• **Excerpts from point annotation data**:

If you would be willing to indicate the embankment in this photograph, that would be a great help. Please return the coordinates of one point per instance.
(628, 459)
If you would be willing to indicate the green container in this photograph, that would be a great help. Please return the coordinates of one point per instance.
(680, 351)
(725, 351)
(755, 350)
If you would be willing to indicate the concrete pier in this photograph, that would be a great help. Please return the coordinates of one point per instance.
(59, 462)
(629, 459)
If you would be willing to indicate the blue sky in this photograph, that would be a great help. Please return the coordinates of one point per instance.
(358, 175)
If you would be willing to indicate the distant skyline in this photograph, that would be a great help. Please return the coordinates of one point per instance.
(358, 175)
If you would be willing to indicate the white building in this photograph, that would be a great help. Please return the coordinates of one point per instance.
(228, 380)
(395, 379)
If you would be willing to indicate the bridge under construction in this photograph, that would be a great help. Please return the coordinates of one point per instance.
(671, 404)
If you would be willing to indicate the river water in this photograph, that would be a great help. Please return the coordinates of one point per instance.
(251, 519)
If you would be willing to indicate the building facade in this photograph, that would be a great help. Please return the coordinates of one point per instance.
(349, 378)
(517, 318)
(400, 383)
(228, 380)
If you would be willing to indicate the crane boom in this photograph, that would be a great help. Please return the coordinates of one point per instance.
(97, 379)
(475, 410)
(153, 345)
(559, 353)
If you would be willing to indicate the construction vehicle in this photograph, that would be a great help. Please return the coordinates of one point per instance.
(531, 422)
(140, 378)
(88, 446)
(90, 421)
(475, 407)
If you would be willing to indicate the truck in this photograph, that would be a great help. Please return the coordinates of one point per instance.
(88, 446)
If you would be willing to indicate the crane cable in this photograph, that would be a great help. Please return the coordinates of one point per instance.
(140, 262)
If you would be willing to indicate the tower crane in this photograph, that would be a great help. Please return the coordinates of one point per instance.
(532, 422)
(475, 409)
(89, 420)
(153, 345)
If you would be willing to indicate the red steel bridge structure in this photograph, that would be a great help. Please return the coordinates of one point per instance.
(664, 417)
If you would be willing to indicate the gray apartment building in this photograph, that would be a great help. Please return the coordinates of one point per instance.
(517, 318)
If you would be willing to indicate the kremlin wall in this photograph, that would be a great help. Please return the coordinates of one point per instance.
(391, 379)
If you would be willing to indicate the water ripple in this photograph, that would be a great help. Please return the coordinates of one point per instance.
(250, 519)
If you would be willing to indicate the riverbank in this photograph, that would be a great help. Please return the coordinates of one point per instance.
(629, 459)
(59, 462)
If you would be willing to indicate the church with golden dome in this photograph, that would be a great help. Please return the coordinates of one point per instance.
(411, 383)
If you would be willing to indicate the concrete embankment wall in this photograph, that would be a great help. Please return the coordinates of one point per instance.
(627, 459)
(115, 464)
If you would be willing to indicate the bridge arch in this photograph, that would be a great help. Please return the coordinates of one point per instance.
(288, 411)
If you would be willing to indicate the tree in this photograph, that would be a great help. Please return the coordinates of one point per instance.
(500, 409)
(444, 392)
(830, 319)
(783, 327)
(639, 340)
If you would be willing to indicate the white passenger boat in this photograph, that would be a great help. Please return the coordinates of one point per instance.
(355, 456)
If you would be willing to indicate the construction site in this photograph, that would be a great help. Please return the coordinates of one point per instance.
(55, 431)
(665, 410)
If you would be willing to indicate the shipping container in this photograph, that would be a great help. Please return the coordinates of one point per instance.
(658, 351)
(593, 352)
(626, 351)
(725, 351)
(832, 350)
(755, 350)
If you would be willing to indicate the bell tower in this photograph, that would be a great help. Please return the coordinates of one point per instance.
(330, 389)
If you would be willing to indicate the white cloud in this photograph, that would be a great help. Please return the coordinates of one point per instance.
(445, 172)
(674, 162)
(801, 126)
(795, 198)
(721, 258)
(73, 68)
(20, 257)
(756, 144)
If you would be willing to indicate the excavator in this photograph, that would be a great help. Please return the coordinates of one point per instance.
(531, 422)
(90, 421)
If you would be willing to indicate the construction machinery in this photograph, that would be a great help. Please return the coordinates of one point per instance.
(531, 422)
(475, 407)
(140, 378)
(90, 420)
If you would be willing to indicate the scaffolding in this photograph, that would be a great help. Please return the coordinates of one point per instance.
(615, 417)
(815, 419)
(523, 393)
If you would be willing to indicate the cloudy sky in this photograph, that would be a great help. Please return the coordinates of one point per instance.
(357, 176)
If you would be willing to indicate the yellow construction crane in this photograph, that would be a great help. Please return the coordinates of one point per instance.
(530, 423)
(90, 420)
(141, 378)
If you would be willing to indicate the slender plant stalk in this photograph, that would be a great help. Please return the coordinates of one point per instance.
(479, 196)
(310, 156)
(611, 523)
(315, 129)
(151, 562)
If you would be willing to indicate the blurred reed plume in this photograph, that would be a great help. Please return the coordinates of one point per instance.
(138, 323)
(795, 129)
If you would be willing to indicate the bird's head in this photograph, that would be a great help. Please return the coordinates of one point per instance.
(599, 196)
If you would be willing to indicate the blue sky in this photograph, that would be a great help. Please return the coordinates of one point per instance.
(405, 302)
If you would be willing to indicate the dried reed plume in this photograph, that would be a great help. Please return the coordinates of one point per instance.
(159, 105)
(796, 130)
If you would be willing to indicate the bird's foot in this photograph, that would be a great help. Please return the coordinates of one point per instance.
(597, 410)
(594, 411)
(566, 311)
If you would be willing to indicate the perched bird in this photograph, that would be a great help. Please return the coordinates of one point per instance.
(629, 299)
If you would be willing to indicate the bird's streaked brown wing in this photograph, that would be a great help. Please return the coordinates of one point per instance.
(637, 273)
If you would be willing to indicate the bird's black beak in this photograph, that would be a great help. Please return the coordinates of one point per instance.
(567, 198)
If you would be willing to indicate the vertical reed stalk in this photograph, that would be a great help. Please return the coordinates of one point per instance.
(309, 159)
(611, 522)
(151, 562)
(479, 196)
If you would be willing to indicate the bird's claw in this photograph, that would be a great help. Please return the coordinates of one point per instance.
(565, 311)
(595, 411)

• **Written instruction**: Format the items from the line that has "If you would be willing to indicate the slender" through the last item as a two-column CSV with the headers text and answer. Give one row per item, put each field in quotes, and replace line breaks with spaces.

• **Result for this exercise**:
text,answer
"If you would be willing to indicate the slender plant stalk in this photograph, that would be a great help. Please return the coordinates of one point per instance.","(479, 196) (310, 156) (611, 523) (315, 129) (151, 562)"
"If you would be willing to indicate the blurred reed plume in this photograph, that would be a great help. Please return the coordinates of one point per instance.","(138, 323) (795, 129)"
"If you would be willing to indicate the bird's head in this photograph, that would be a great help. Please return the coordinates of one point per instance.","(599, 196)"
"If you would be willing to indicate the blue sky in this photograph, that would be a great help. Please return the coordinates of one point per instance.","(405, 302)"
"If you would be willing to indicate the dried reed plume in this photograph, that would be a great help. Please return the coordinates of one point per instance.","(159, 105) (796, 130)"
"If you would be willing to indicate the bird's foot in this photograph, that would be a great help. Please return the coordinates of one point per instance.","(597, 410) (594, 411) (566, 311)"
"If you would be willing to indicate the perched bird in this photograph, that would be a great help. Please return the coordinates of one point per instance.","(629, 299)"
"If you would be willing to indicate the bird's streaked brown wing in this photograph, that would be a great help. Please return the coordinates of one point per instance.","(637, 273)"
"If you would be willing to indicate the bird's black beak in this photograph, that would be a great help. Please return the coordinates of one point per instance.","(567, 198)"
"If you would be willing to indicate the vertical reed stalk in this photograph, that would be a great help. Please return the coordinates of one point per instance.","(309, 159) (611, 522) (151, 562) (479, 196)"
"If you would be willing to indicate the bird's claw in this photograph, that would be a great help. Please return the coordinates of one point per instance.","(565, 311) (595, 411)"